What you return must be the lines of the data that hold the word "handle".

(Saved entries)
+ + + +

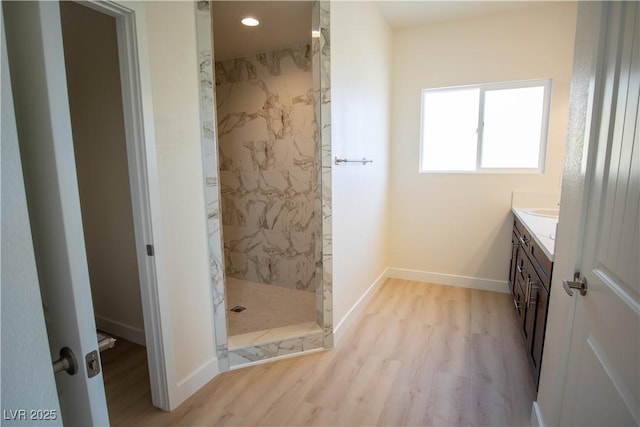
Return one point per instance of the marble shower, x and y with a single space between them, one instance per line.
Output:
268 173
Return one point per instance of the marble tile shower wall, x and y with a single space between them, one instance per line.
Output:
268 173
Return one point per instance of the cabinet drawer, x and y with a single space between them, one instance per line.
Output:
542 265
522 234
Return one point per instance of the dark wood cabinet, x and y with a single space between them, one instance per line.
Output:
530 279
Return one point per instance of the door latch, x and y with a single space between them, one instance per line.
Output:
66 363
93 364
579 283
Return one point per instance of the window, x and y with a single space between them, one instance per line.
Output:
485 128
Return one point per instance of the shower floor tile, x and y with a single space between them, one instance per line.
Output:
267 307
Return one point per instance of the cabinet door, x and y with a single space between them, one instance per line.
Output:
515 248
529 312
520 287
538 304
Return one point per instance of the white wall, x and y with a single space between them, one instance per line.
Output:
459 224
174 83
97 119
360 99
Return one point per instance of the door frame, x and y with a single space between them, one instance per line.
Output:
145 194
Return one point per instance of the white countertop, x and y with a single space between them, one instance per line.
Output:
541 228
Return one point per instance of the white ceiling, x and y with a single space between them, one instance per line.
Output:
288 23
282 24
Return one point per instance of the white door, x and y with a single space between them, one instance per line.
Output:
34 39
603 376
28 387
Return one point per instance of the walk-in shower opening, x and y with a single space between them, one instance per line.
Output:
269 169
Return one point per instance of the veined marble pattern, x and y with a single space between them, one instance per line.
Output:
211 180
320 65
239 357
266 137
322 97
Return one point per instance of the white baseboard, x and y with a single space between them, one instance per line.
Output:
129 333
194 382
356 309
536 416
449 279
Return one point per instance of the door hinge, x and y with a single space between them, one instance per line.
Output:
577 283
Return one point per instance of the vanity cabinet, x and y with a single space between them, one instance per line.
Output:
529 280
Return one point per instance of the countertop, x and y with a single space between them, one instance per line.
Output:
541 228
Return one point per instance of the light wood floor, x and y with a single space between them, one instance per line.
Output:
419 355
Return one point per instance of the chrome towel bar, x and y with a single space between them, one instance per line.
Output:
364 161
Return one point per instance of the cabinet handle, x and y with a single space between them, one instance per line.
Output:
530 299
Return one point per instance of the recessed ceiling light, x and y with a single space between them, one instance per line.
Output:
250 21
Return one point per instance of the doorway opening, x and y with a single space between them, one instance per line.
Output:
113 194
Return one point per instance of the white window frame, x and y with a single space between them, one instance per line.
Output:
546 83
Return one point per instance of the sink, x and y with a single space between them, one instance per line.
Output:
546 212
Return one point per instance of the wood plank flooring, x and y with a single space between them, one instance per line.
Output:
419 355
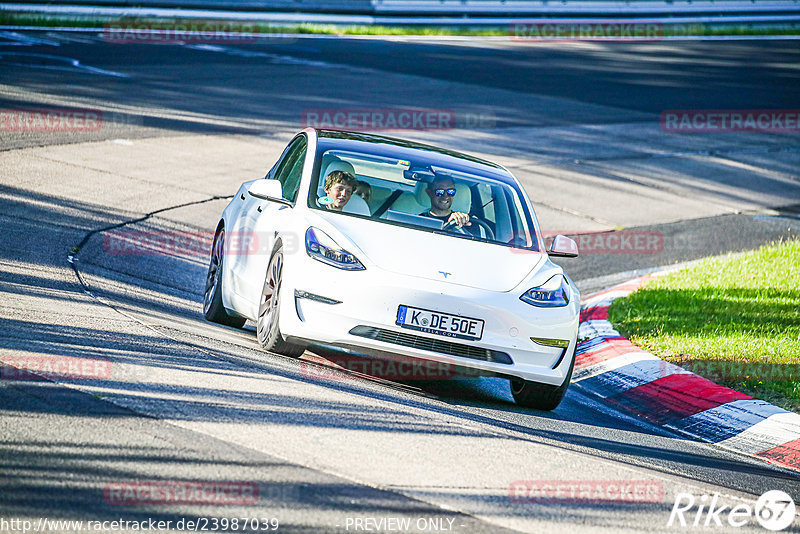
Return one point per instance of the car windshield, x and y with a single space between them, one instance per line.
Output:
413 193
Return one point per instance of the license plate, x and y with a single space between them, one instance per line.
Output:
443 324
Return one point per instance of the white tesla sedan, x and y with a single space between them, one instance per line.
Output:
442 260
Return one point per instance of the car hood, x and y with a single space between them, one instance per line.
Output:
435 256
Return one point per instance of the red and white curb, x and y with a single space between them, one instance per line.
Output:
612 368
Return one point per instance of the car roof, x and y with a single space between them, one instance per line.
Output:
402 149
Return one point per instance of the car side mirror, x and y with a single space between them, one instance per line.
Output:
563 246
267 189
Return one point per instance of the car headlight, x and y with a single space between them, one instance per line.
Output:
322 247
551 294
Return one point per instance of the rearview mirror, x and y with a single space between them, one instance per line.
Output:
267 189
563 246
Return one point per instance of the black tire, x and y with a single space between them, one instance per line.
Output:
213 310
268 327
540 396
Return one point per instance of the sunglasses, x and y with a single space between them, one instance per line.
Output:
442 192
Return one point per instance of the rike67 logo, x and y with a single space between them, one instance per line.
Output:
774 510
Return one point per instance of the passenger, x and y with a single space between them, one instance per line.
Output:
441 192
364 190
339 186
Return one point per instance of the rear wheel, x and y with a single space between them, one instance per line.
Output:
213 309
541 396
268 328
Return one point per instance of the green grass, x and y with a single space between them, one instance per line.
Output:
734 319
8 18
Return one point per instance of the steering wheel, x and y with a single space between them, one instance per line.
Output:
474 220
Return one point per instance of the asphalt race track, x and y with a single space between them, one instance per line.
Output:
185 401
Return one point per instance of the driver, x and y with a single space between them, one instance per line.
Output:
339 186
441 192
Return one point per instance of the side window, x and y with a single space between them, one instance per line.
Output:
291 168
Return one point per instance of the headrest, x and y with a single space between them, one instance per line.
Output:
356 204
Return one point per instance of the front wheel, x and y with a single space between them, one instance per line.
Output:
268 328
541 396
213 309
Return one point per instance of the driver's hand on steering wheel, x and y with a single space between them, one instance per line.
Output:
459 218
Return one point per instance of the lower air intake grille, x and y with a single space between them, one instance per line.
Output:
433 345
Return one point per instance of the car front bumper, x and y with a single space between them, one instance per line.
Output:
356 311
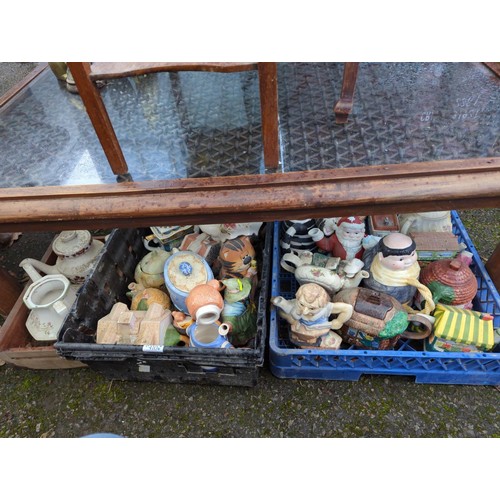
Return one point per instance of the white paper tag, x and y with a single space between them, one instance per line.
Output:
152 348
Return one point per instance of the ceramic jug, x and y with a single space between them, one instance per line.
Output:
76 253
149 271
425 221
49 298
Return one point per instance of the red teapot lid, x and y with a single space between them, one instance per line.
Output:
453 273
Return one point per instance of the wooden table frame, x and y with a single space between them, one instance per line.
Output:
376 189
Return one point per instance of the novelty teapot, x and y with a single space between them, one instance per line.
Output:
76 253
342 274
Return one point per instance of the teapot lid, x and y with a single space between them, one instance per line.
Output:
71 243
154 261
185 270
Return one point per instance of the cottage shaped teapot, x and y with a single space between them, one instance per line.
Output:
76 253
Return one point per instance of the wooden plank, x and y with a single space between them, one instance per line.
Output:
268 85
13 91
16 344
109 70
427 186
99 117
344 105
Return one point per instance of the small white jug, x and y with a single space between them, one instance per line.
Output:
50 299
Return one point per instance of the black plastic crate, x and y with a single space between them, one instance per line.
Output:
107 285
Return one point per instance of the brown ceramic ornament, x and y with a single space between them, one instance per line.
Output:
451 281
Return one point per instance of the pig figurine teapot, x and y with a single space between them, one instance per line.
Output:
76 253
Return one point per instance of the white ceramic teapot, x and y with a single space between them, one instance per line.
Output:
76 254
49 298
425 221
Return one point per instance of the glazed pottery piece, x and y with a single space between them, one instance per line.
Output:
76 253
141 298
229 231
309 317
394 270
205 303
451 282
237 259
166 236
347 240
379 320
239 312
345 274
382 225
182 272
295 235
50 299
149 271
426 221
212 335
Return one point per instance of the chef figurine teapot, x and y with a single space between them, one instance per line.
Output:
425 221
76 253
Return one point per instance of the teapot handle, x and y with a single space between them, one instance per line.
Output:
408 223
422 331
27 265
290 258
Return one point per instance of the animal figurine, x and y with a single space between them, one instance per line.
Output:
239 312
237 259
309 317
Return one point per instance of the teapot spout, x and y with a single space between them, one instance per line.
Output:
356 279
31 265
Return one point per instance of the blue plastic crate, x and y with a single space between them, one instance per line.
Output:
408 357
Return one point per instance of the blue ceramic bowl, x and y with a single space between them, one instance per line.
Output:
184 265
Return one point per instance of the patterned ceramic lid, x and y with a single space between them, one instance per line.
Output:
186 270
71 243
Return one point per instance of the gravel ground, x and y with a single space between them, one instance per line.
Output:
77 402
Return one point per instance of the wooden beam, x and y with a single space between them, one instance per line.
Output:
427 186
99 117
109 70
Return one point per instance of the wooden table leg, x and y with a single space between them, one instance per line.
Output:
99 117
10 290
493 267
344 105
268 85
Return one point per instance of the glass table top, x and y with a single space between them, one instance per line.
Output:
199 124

+ + + +

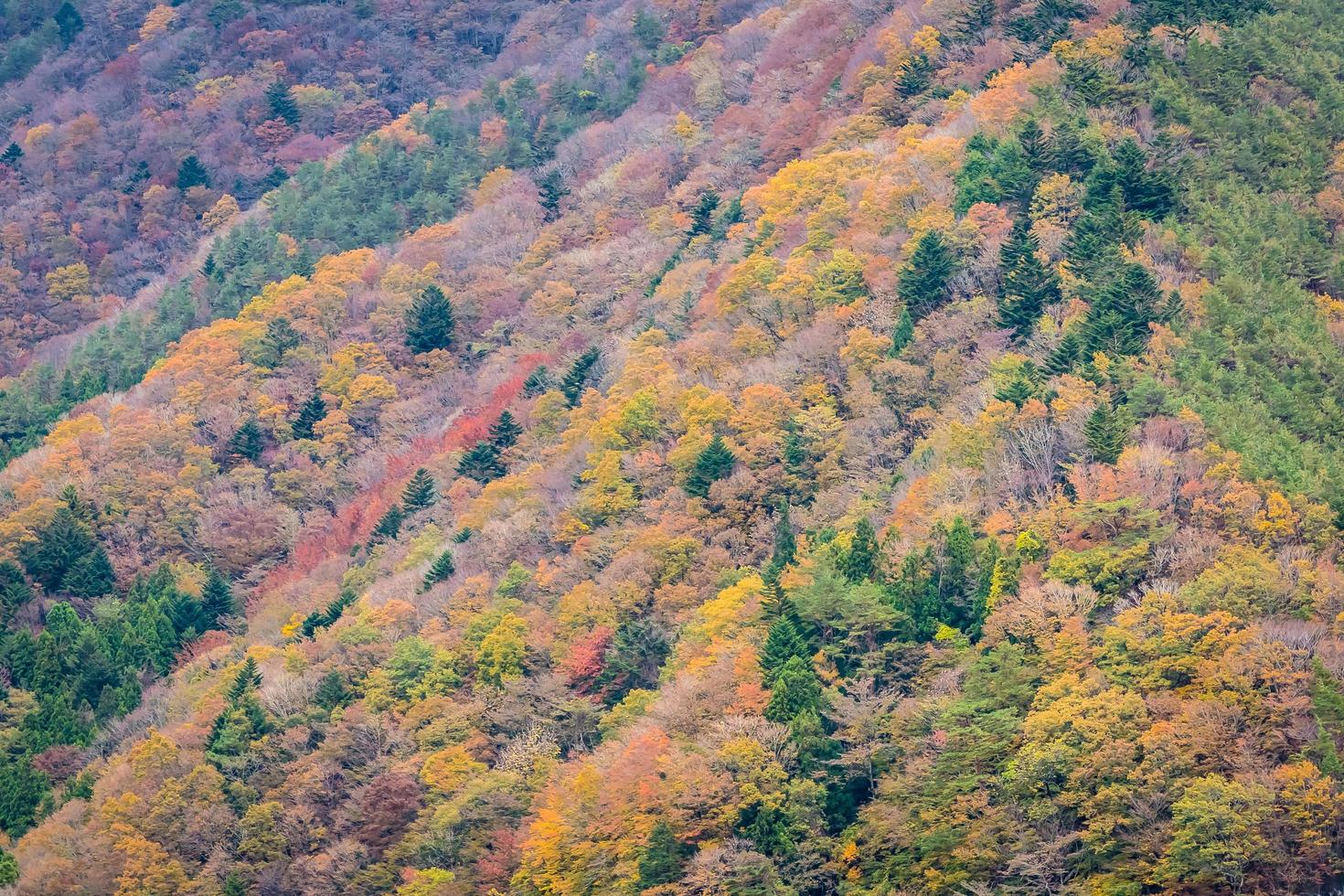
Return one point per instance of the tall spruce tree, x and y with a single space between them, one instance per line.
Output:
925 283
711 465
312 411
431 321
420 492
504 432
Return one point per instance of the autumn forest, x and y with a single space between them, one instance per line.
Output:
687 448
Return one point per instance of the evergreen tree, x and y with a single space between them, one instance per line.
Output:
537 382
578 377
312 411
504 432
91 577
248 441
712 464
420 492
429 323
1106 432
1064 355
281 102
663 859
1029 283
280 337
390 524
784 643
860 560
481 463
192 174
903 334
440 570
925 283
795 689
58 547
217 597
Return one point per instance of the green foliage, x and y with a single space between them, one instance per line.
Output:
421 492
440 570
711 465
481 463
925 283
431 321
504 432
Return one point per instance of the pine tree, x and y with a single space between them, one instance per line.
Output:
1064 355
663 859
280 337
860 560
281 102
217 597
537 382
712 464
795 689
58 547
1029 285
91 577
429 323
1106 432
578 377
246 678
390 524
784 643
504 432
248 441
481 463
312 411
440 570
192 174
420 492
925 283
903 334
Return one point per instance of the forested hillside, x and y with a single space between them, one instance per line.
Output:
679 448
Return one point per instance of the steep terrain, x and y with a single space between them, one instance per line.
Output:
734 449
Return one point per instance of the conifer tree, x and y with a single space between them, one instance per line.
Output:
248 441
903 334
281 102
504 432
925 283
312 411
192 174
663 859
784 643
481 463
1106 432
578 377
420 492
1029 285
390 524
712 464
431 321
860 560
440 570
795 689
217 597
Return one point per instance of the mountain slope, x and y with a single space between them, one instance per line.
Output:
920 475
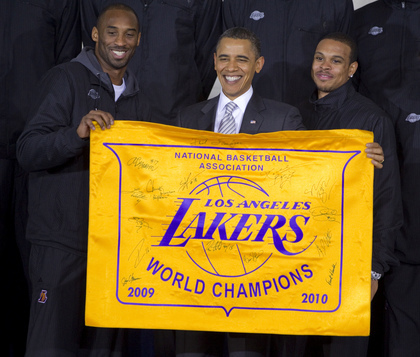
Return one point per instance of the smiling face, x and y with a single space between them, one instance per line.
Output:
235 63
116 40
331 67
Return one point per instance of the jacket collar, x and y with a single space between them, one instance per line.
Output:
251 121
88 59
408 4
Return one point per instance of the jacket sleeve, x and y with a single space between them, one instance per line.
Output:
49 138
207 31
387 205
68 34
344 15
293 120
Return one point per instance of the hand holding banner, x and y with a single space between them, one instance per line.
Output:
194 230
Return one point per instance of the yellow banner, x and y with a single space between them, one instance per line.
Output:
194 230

+ + + +

### Task response:
Return one point per instance of the cabinet handle, x and y with a single space between them, one instance per line.
Return one point per instance of the teapot handle, x and y with a single space between them, one instance per line.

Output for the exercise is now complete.